The two goals of this round of edu-factory discussion are 1) to discuss hierarchies in the higher education market and relate that to the division of labor and the majoritarian/minoritarian relations in society; 2) to propose forms of resistance and the possibilities for an autonomous or nomad university. My scheduled contribution seeks to reflect upon the restructuring of universities in Taiwan in order to consider the way in which language and translation form a place where 1) and 2) can be articulated. I then propose a radical reorganization of the Human Sciences as a practical and epistemological goal for the nomadic university.
A combination of government policies, market trends, and intellectual dispostions inherited from the colonial/imperial modernity have resulted in global English acquiring the de facto status of official language for higher education in Taiwan. (E.g., promotion for junior faculty is more and more dependent upon publishing in SSCI-listed English journals; the point system used for reviewing faculty performancy accords much higher weight in general to publications in English over those in Chinese; more and more degree programs are being designed to be taught in English; undergraduate education at many schools now incorporates mandatory on-line e-learning courses (in English) with an anglophone correspondence university; graduate students in literature and language programs other than English are required to take additional courses in English; etc., etc....). In short, global English is essential both for the accreditation offered by the system and for promotion within its ranks. Evidently, this combination of policies leaves the Taiwanese university system dependent upon the globalized anglophone educational industry. As a result, we can predict that Taiwanese institutions of higher education will be completely unable over the long term to preserve autonomy vis-à-vis the aggressive expansion of anglophone universities in east Asia (and elsewhere) described in the first round of edu-factory discussion by Andrew Ross. Similar developments are occurring elsewhere in east Asia, notably in South Korea and the People's Republic of China. As we witness the emergence of transnational chains of higher education, we should begin to think about what it means and where the possibilities for creative transformation lie.

For reasons too numerous to elaborate, the national form of organization continues to underlie many of the best critiques of English-language dominance and neoliberal market universities. A similar problem arises in the critiques of English-language dominance in the global education market, thereby preventing us from developing a response tailored to the specifities of our contemporary situation. To illustrate this theoretical bottleneck, Ross' critique could be fruitfully compared, for instance, to the critique launched in 2003 by a group of critical Taiwanese intellectuals, gravitating around the revue known in English as "Taiwan: a radical quarterly in the social sciences", who attacked the connection between neoliberal marketization and the dominance of English language in Taiwan. (Their intervention is now collected in a volume of essays in Chinese published by the revue). If both Ross' critique of the aggressively globalized anglophone university and the Taiwan intellectuals' critique of English-language neo-imperialism exhibit at certain points of their arguments a common appeal to national forms of organization as a defense against neoliberalism (seen for instance in Ross's critique of "outsourcing" and the Taiwanese intellectuals' defense of Chinese cultural values for which language is supposed to be a vessel), we must ask if this not because they share the assumption that language and linguistic difference correspond-naturally-to anthropological difference?

##############################

**WRITTEN REQUEST A:**
Please copy the part of the listing that opens with the line containing "Can you find the rear quarter" and closes with the line containing "point(536, 103)", including both of those lines.
The essay on higher education in Taiwan and the listing are unrelated material.

(Location identification listing)

##############################

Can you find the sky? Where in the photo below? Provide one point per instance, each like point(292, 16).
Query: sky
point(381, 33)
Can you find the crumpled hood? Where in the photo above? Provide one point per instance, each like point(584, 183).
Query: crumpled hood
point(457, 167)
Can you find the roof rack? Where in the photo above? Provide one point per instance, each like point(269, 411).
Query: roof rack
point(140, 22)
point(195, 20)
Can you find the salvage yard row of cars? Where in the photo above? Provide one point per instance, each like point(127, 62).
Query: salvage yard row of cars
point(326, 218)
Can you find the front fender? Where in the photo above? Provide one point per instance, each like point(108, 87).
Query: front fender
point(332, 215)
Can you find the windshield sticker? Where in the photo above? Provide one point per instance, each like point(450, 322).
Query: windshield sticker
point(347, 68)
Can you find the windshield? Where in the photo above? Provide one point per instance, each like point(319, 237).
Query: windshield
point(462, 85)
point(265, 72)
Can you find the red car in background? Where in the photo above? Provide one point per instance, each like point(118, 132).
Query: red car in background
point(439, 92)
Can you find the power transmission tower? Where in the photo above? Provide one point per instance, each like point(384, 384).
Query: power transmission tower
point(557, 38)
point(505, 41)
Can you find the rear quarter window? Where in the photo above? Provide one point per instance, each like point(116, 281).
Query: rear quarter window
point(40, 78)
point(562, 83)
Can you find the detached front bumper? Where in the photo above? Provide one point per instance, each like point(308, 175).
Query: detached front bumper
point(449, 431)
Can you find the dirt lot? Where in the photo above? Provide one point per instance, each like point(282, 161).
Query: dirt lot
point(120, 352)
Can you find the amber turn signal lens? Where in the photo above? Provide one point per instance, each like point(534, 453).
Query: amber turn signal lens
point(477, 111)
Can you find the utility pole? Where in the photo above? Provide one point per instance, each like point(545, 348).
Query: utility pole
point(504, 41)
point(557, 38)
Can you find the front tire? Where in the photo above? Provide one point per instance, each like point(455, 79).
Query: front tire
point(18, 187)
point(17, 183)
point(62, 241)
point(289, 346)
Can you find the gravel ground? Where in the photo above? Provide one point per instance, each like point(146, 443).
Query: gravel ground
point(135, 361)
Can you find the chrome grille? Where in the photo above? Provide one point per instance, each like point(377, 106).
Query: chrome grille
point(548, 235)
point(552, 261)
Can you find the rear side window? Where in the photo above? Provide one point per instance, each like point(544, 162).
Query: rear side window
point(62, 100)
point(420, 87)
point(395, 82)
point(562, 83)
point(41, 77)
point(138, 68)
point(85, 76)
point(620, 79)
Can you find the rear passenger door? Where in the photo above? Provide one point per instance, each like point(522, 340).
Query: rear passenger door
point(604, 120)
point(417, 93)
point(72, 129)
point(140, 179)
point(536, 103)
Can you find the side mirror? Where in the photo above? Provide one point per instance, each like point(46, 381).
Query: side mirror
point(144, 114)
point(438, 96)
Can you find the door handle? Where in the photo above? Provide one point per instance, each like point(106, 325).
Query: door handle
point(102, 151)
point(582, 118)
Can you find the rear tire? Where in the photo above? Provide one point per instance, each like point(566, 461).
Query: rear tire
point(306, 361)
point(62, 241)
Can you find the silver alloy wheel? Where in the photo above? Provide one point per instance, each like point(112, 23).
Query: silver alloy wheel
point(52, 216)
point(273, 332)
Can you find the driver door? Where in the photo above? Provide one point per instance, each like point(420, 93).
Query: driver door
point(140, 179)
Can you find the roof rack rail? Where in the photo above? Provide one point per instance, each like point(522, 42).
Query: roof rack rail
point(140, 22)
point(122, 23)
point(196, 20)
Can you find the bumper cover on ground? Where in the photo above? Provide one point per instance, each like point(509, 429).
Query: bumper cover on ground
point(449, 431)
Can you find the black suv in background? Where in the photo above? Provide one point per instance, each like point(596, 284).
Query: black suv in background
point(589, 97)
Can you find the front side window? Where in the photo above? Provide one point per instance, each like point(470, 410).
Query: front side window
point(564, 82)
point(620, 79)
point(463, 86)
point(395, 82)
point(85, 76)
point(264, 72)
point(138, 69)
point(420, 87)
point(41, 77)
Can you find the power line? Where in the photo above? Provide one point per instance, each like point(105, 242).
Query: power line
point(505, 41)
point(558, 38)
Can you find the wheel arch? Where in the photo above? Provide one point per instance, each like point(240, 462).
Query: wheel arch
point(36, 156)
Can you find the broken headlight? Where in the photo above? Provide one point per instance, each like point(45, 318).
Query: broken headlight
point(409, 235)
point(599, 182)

##############################

**WRITTEN REQUEST B:**
In the essay on higher education in Taiwan, list every example given inside the parentheses that begin with "E.g.,".

**FINISHED ANSWER A:**
Can you find the rear quarter window? Where in the photo above? Provide one point per instance, each like point(116, 281).
Query: rear quarter window
point(40, 78)
point(562, 83)
Can you find the detached front bumper? Where in the photo above? Provide one point per instance, each like point(308, 175).
Query: detached front bumper
point(449, 431)
Can you find the dirt lot? Where in the photo above? Provide one point per instance, each like point(282, 161).
Query: dirt lot
point(120, 352)
Can you find the amber turn signal lens? Where in the photo above? Provide one point per instance, each like point(534, 453).
Query: amber turn signal lens
point(477, 111)
Can you find the utility pole? Where in the photo above? Provide one point per instance, each like point(545, 348).
Query: utility pole
point(504, 41)
point(557, 38)
Can you find the front tire? Where in the photo above? Provide one point per instance, each like point(455, 79).
Query: front tire
point(18, 187)
point(17, 183)
point(62, 241)
point(289, 346)
Can you find the gravel ground? Where in the photo above? Provide one point per instance, each like point(146, 443).
Query: gravel ground
point(135, 361)
Can you find the chrome grille? Where in the photo above? Provide one point per instance, each like point(377, 106).
Query: chrome grille
point(548, 235)
point(552, 261)
Can you find the rear side window? Where in the photo above? Provide one point per instance, each like point(544, 162).
Query: rear side window
point(62, 100)
point(420, 87)
point(395, 82)
point(562, 83)
point(41, 77)
point(138, 68)
point(85, 76)
point(620, 79)
Can you find the rear passenger door? Where in the photo above? Provide one point per instance, each like point(522, 340).
Query: rear passenger door
point(604, 120)
point(417, 93)
point(72, 129)
point(140, 179)
point(536, 103)

**FINISHED ANSWER B:**
- Promotion for junior faculty depends more and more on publishing in SSCI-listed English journals.
- The point system for reviewing faculty performance generally gives much higher weight to publications in English than to those in Chinese.
- More and more degree programs are being designed to be taught in English.
- Undergraduate education at many schools now includes mandatory online e-learning courses in English with an anglophone correspondence university.
- Graduate students in literature and language programs other than English must take additional courses in English.